=== DATA TO PROCESS ===

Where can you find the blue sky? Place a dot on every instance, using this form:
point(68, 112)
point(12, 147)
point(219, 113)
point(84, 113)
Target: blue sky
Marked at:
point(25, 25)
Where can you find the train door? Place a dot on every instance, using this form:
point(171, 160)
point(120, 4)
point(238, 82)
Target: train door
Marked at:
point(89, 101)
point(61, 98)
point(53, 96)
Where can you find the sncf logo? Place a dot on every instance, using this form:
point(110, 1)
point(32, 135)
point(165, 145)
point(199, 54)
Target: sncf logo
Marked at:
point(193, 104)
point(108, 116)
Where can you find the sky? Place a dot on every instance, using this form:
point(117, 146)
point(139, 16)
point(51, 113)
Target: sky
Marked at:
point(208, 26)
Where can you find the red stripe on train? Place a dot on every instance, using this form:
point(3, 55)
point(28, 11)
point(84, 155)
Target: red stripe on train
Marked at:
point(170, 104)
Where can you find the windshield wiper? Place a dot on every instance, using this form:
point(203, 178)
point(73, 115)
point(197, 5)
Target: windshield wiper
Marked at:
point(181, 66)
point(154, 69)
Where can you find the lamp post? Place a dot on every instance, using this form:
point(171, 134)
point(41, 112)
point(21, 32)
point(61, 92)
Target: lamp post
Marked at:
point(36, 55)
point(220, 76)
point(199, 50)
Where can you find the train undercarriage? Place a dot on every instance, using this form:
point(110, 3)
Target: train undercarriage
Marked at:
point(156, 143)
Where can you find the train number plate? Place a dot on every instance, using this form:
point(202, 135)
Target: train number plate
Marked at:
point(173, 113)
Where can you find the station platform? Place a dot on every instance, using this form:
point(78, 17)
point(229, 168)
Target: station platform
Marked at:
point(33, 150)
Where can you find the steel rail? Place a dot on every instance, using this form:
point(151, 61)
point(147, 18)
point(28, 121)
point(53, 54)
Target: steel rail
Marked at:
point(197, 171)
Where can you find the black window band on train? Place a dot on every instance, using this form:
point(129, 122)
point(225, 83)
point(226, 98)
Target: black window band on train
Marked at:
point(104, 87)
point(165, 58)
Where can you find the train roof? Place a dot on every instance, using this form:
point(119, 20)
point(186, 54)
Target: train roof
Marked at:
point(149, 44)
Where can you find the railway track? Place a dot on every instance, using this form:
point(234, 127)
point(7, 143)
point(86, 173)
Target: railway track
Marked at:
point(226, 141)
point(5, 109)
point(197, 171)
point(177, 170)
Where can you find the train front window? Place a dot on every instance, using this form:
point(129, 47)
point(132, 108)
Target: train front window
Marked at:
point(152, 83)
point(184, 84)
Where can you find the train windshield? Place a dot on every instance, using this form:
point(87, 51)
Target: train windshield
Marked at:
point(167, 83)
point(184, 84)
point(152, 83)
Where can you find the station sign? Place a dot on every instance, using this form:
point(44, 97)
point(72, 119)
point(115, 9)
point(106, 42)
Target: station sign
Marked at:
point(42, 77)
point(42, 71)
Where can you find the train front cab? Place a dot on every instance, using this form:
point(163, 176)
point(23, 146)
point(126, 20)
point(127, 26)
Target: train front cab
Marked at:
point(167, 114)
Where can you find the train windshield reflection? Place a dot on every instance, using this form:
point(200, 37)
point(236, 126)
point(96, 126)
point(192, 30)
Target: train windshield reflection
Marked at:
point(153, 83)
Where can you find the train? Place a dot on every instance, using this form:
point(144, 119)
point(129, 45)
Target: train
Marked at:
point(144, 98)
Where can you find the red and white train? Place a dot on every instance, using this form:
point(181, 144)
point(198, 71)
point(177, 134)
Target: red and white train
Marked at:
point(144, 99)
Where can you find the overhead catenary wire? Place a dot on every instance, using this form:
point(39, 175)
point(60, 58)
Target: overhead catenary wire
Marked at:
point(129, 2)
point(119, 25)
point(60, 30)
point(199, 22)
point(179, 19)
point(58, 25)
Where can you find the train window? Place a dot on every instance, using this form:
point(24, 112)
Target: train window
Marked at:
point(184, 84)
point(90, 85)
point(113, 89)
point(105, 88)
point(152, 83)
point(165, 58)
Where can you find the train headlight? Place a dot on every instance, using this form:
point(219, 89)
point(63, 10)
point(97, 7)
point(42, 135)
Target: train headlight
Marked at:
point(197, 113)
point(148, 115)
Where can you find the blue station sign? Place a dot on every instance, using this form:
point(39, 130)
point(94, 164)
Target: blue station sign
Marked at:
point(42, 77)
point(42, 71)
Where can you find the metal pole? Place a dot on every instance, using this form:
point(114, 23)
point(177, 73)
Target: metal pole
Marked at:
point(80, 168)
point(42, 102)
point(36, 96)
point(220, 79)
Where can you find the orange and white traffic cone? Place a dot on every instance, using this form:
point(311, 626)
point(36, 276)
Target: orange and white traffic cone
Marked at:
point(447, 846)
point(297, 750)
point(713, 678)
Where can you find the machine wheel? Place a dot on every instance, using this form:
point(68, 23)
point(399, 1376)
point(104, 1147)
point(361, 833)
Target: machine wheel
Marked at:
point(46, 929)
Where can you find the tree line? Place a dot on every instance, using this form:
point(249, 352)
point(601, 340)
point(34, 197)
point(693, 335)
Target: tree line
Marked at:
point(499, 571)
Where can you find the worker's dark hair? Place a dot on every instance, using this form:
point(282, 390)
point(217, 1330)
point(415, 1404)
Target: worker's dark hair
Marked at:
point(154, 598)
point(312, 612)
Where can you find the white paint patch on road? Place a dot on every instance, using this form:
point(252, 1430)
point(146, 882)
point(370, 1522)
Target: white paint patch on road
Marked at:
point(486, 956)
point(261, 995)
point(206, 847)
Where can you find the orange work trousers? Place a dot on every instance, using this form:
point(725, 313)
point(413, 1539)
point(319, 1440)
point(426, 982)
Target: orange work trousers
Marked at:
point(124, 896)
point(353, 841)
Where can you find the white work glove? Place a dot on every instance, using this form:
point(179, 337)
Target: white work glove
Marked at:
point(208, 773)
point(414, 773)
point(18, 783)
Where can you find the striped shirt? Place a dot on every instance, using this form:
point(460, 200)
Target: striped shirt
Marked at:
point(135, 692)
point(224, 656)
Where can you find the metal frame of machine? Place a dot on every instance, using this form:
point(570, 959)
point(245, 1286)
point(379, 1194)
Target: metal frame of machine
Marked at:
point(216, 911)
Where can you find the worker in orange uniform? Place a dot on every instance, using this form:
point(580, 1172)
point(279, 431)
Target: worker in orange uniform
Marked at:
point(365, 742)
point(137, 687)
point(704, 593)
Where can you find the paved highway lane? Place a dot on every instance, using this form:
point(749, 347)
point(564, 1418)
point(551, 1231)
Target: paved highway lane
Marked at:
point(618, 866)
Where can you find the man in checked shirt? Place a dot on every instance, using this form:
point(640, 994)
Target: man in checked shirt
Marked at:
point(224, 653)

===

## TASK DESCRIPTION
Print the complete listing again, exactly as it stands.

## ANSWER BELOW
Where can you find the blue sky? Place a dot on every instance, using this form:
point(68, 112)
point(12, 147)
point(219, 113)
point(84, 113)
Target: blue sky
Marked at:
point(25, 25)
Where can you find the train door? Place a dot on every instance, using this form:
point(171, 160)
point(120, 4)
point(238, 82)
Target: train door
Marked at:
point(89, 101)
point(61, 98)
point(53, 96)
Where can you find the sncf logo? Place a dot on every instance, using this form:
point(110, 1)
point(32, 135)
point(165, 145)
point(199, 54)
Target: sncf logo
Marked at:
point(193, 104)
point(108, 116)
Where can you find the sky? Place a dot on every instance, using this form:
point(117, 146)
point(139, 16)
point(51, 113)
Target: sky
Marked at:
point(208, 26)
Where can you find the red stripe on train? Place a dot on every instance, using this form:
point(3, 55)
point(28, 11)
point(84, 155)
Target: red stripe on train
Marked at:
point(170, 104)
Where can you find the windshield wiper? Place a dot on every instance, using this form:
point(203, 178)
point(73, 115)
point(197, 5)
Target: windshield wiper
Marked at:
point(181, 66)
point(154, 69)
Where can you find the lamp post? Place a dot on every instance, using this form:
point(171, 134)
point(41, 112)
point(21, 32)
point(61, 92)
Target: lamp post
Marked at:
point(36, 55)
point(220, 76)
point(199, 50)
Where can you find the train undercarriage? Place a dot on every instance, using this form:
point(110, 3)
Target: train undercarriage
Marked at:
point(156, 143)
Where can you find the train number plate? Place a dot on every instance, using this form:
point(202, 135)
Target: train number plate
Marked at:
point(173, 113)
Where can you find the station platform? Place a dot on every instance, using this form:
point(78, 17)
point(229, 168)
Target: station platform
Marked at:
point(33, 150)
Where can you find the steel rail? Place a dot on every instance, using this form:
point(151, 61)
point(147, 18)
point(28, 121)
point(53, 54)
Target: steel rail
Marked at:
point(197, 171)
Where can you find the black window band on train? Place a dot on every instance, using this form:
point(129, 122)
point(225, 83)
point(226, 98)
Target: black window band on train
Marked at:
point(104, 87)
point(165, 58)
Where can you find the train roof? Place a dot on every instance, using this form:
point(119, 20)
point(186, 54)
Target: train roof
Marked at:
point(149, 44)
Where can you find the railway track? Place a dot on every instance, using this form:
point(234, 127)
point(7, 143)
point(86, 173)
Target: railway track
Marked at:
point(226, 141)
point(5, 109)
point(197, 171)
point(177, 170)
Where can you find the train front window? Place a dot on every instance, using this form:
point(129, 47)
point(132, 108)
Target: train front window
Marked at:
point(152, 83)
point(184, 84)
Where can you find the train windshield? Place a dot on every instance, using this form:
point(87, 51)
Target: train windshield
Marked at:
point(167, 83)
point(184, 84)
point(152, 83)
Where can you find the station sign? Place a dot on every instance, using this form:
point(44, 97)
point(72, 119)
point(115, 9)
point(106, 42)
Target: station sign
Marked at:
point(42, 77)
point(42, 71)
Where can you find the train front cab? Place a dot on every instance, using this form:
point(163, 176)
point(23, 146)
point(126, 20)
point(127, 26)
Target: train front cab
Marked at:
point(167, 114)
Where can you find the train windshield reflection? Place a dot on every instance, using this form:
point(200, 37)
point(236, 126)
point(96, 126)
point(192, 30)
Target: train windshield reflection
Marked at:
point(153, 83)
Where can you find the train? Place a dot on every instance, using this form:
point(144, 119)
point(129, 45)
Target: train
Marked at:
point(144, 98)
Where can you find the red and white train? Place a dot on every instance, using this form:
point(181, 144)
point(198, 71)
point(177, 134)
Target: red and white train
Marked at:
point(144, 99)
Where can you find the overhead catenary wire? Place a dot on every instance, using this form:
point(39, 175)
point(60, 58)
Target: overhead catenary wire
Marked at:
point(129, 2)
point(119, 25)
point(60, 30)
point(199, 22)
point(179, 19)
point(58, 25)
Where can you find the train window? Place a dot on every instance, using this form:
point(24, 112)
Target: train window
Marked at:
point(184, 84)
point(90, 85)
point(113, 89)
point(105, 88)
point(152, 83)
point(165, 58)
Where can you find the train headlight? Place a dot on every instance, using this form:
point(219, 89)
point(63, 10)
point(97, 7)
point(42, 135)
Target: train headlight
Marked at:
point(197, 113)
point(148, 115)
Where can you find the blue station sign? Place a dot on every instance, using this form:
point(39, 130)
point(94, 164)
Target: blue station sign
Marked at:
point(42, 77)
point(42, 71)
Where can you find the metal pole? Place a dot on every instance, using this form:
point(114, 23)
point(177, 73)
Target: metal pole
Marked at:
point(80, 168)
point(42, 102)
point(36, 96)
point(220, 79)
Where can you find the orange and white traffic cone? Place a dot on every instance, using this form:
point(311, 626)
point(36, 276)
Target: orange and white traffic cone
Marked at:
point(447, 846)
point(297, 750)
point(713, 678)
Where can you find the machine wheel? Place a dot on every instance, using this form:
point(68, 23)
point(399, 1376)
point(104, 1147)
point(361, 833)
Target: machine wheel
Marked at:
point(46, 929)
Where can you find the tree line? Place a dot on every instance, using this form:
point(249, 352)
point(601, 340)
point(34, 197)
point(693, 335)
Target: tree line
Marked at:
point(499, 571)
Where can you find the worker's dark hair? Place a dot on every instance, using this form:
point(282, 390)
point(217, 1330)
point(415, 1404)
Target: worker's dark hair
Marked at:
point(154, 598)
point(312, 612)
Where can you find the white paint patch on road? Place a dot on every instance, using this form:
point(252, 1430)
point(146, 882)
point(370, 1522)
Target: white paint patch on road
Marked at:
point(486, 956)
point(261, 995)
point(206, 847)
Where can you find the orange work trousers? Place a dot on every instance, using this form:
point(725, 313)
point(413, 1539)
point(319, 1440)
point(426, 982)
Target: orange work trousers
Marked at:
point(124, 896)
point(353, 841)
Where can you find the white work glove? Place a dot on every instance, using this form:
point(179, 337)
Target: white work glove
Marked at:
point(208, 773)
point(414, 773)
point(18, 783)
Where can you find the striped shirt? Place a dot on every instance, using this form:
point(460, 200)
Target: striped shirt
Marked at:
point(135, 692)
point(224, 656)
Where can you find the metal frame of machine? Place a dot on every instance, using this form:
point(570, 959)
point(245, 1286)
point(379, 1194)
Target: metal frame of machine
Marked at:
point(216, 911)
Where can you find the worker in orange uniform? Place a dot on every instance, using this form:
point(580, 1172)
point(279, 431)
Target: worker in orange uniform
Marked at:
point(365, 742)
point(137, 687)
point(704, 593)
Where can you find the paved highway lane? Place a dot on every instance, using this form:
point(749, 347)
point(564, 1418)
point(551, 1231)
Target: paved highway lane
Marked at:
point(618, 866)
Where can you find the man in checked shirt? Place a dot on every instance, using this form:
point(640, 994)
Target: man in checked shirt
Marked at:
point(224, 653)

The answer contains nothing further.